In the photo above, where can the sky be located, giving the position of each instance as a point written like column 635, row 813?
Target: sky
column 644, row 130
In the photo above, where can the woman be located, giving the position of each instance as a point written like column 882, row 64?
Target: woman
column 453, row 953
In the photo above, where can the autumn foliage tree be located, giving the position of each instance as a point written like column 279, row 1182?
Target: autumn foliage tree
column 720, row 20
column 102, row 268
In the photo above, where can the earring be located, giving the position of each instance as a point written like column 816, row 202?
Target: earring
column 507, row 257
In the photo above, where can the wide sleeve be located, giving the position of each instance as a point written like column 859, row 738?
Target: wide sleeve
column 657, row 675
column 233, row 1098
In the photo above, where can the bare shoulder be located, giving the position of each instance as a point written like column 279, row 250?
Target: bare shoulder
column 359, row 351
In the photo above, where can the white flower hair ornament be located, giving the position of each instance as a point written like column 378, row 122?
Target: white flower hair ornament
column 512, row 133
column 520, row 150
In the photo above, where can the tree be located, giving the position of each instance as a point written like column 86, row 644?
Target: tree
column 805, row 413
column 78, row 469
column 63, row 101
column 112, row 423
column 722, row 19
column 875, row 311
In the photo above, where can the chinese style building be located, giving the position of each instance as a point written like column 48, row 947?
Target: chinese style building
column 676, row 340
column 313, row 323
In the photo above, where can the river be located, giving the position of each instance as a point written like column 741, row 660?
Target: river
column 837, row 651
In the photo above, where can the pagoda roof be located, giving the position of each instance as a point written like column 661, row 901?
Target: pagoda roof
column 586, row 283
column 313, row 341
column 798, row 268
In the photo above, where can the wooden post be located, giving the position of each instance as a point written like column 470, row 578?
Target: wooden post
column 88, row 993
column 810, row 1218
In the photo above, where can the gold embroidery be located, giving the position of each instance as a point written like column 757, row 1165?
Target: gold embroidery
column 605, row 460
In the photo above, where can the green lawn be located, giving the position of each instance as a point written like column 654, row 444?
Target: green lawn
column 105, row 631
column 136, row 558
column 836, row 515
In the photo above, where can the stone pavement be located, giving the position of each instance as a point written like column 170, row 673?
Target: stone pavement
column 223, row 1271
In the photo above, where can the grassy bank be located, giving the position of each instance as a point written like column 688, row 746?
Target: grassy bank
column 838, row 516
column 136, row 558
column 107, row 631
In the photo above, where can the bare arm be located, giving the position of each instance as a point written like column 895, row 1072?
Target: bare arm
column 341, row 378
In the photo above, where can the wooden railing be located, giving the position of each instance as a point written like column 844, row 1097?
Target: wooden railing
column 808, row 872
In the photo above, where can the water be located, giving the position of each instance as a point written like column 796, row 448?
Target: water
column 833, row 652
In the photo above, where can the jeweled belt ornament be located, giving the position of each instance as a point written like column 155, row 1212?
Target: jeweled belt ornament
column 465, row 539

_STATED GOAL_: Copy the material above word for word, from its first line down to and including the line that contains "column 359, row 351".

_THE REPLY_:
In the photo above, where can the sky be located, giving the position of each instance as a point written like column 635, row 813?
Target: sky
column 644, row 130
In the photo above, where can the woman be located, giving the position of each instance as a point written like column 882, row 64?
Target: woman
column 453, row 953
In the photo above, where can the autumn foliage tree be located, giving the position of each instance as a point written like column 279, row 1182?
Target: autumn foliage tree
column 720, row 20
column 102, row 268
In the photo above, where can the earring be located, giving the position of each instance as a point written like column 816, row 202?
Target: earring
column 507, row 257
In the photo above, where can the wide sleeve be located, giving the position of each instance as a point written like column 859, row 738?
Target: wide sleeve
column 657, row 675
column 233, row 1098
In the photo above, where can the bare shoulder be located, giving the position of each instance as a point written like column 279, row 250?
Target: bare shoulder
column 359, row 351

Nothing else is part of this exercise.